* Seçili metin

Analiz: Soylu Erdoğan’ı zora soktu,kendi konumunu güçlendirdi

Erdoğan’ı zora soktu

Analiz: Soylu Erdoğan’ı zora soktu,kendi konumunu güçlendirdi


Gazeteci Murat Sabuncu DW Türkçe için yazdığı analizde Soylu’nun istifasını sunmasıyla yaşananların Erdoğan’ı zora soktuğunu, fakat kendisinin, parti ve koalisyon içindeki konumunu güçlendirdiği görüşünü dile getiriyor.

* Malzeme listesi
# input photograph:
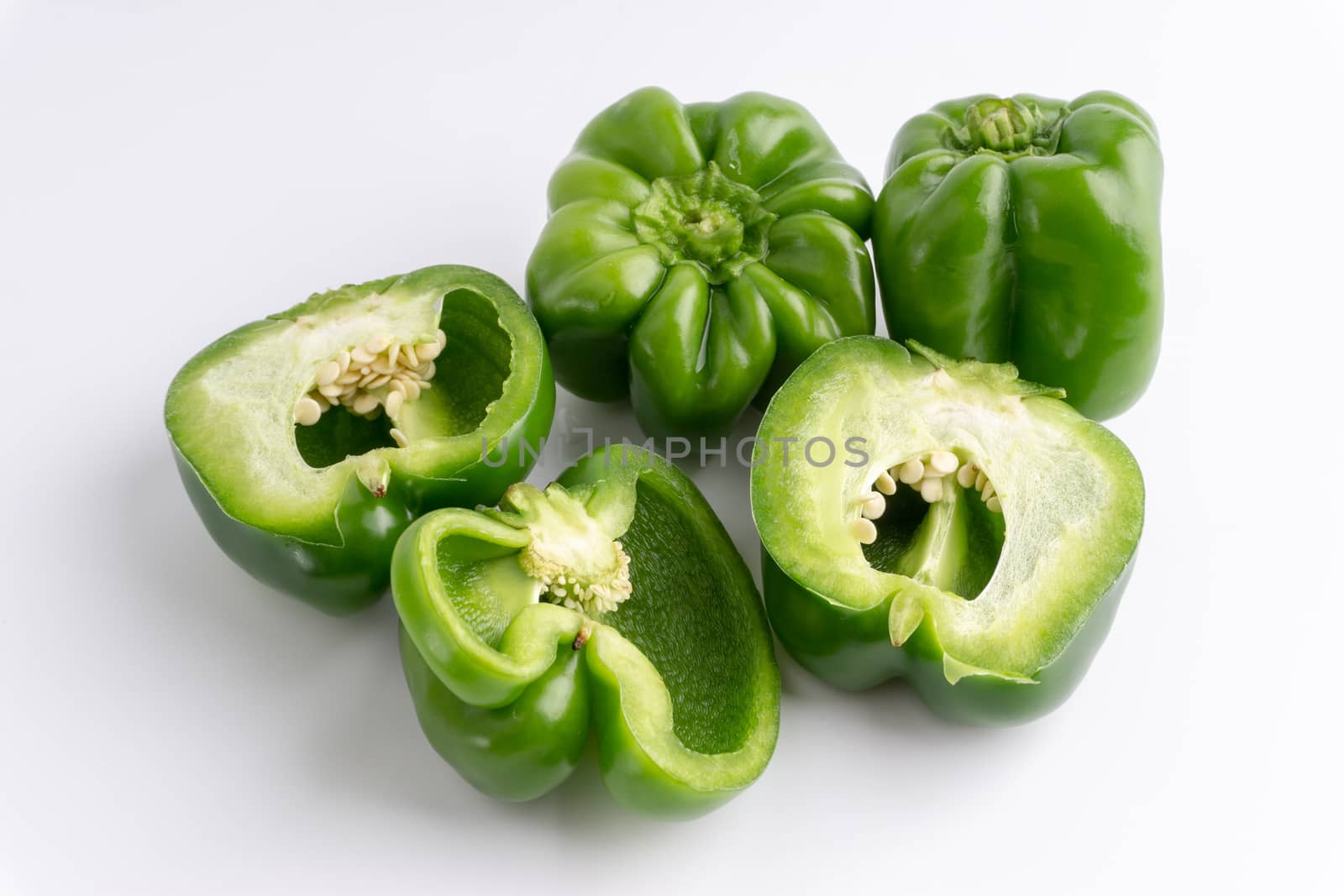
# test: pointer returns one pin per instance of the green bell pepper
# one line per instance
(307, 452)
(696, 254)
(612, 600)
(974, 537)
(1027, 230)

* Yapılacak iş
Soylu'nun istifasına dair analizi son cümlesinden sonra gelecek şekilde sürdürün. Malzemenin bu işle hiçbir ilgisi yoktur.

* Yanıt
10 Nisan 2020 Cuma saat 22.00. 31 ilde sokağa çıkma yasağı ilan edildi. Gece yarısına iki saat kala hazırlıksız yakalanan insanlar sosyal mesafe tanımadan omuz omuza fırınlardan, marketlerden alışverişe koştu. Yasağın açıklanmasının ardından ortaya çıkan görüntüler üzerine İçişleri Bakanı Süleyman Soylu ‘akşamüstü Cumhurbaşkanımızın talimatları çerçevesinde’ diye ‘sorumluyu’ işaret etti. Ardından ekledi: Telaşa gerek yok. Yarın fırınlar açık kendi araçlarıyla dağıtacaklar. Marketler açık değil ve toplu taşıma araçları çalışmayacaklar.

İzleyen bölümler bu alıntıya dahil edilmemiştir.